DIRECTIVE A → Output the portion of the swimming-lesson passage starting with "While Miss Fish" and going on through "got up on it.", copied word for word.
═════ TEXT PASSAGE ═════
I was thinking today that I need to have more fuck-it moments. I've only had a few. My first one, from some thirty or thirty-five years ago, is most memorable. It happened as my toes gripped the rounded tile edge of the school swimming pool. My mother had signed me up for swimming lessons for the umpteenth summer in a row. She was determined that I would pass the beginner's class, but I had no desire to swim. I just wanted to stop taking swimming lessons. I had been through the beginners class so often that I was now taller than the other kids. I was even taller than the instructor, the pretty new girls swimming coach named— Oh, let's call her Miss Fish.
While Miss Fish introduced herself and took attendance I shrunk myself as small as I could, trying to hide among the little boys and girls on the bench with me. (I was only a few years older, but those were growth years.) Every year there was a new batch of kids, as last year's batch went on to intermediate and advanced classes and on to the middle-school swim team. But me? I was still afraid to let go of the side, still sputtering when I dared put my face in the water, still climbing off the diving board the way I got up on it.
═════ TASK INPUT ═════
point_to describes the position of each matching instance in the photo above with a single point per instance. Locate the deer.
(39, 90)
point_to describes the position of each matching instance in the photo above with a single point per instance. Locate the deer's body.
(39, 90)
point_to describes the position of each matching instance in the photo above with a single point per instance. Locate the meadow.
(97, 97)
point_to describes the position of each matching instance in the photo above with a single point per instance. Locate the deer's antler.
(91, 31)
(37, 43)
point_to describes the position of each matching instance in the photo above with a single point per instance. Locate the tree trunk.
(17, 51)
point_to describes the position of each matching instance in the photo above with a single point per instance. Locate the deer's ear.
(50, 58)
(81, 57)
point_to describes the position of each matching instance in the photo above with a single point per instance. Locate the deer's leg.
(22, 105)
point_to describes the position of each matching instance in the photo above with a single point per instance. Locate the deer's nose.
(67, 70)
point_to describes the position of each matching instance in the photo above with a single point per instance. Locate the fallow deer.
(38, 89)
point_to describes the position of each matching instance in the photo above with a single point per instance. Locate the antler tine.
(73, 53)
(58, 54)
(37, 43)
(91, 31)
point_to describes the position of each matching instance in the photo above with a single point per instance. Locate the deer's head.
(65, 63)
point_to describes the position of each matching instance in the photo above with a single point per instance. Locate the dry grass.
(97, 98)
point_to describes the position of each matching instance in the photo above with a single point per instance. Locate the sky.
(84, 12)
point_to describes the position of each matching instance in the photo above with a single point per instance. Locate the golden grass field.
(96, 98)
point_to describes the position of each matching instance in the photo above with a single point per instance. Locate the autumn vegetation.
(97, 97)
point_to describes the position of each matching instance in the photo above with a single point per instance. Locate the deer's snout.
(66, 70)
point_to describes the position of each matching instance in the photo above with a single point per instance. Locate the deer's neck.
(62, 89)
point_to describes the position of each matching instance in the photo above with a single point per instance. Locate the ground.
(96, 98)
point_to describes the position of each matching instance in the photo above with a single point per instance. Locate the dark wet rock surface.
═════
DIRECTIVE B → Return, with no changes, the lines of the records starting with the line with "Locate the ground." and going on through the final line of the records.

OUTPUT A →
While Miss Fish introduced herself and took attendance I shrunk myself as small as I could, trying to hide among the little boys and girls on the bench with me. (I was only a few years older, but those were growth years.) Every year there was a new batch of kids, as last year's batch went on to intermediate and advanced classes and on to the middle-school swim team. But me? I was still afraid to let go of the side, still sputtering when I dared put my face in the water, still climbing off the diving board the way I got up on it.

OUTPUT B →
point_to describes the position of each matching instance in the photo above with a single point per instance. Locate the ground.
(96, 98)
point_to describes the position of each matching instance in the photo above with a single point per instance. Locate the dark wet rock surface.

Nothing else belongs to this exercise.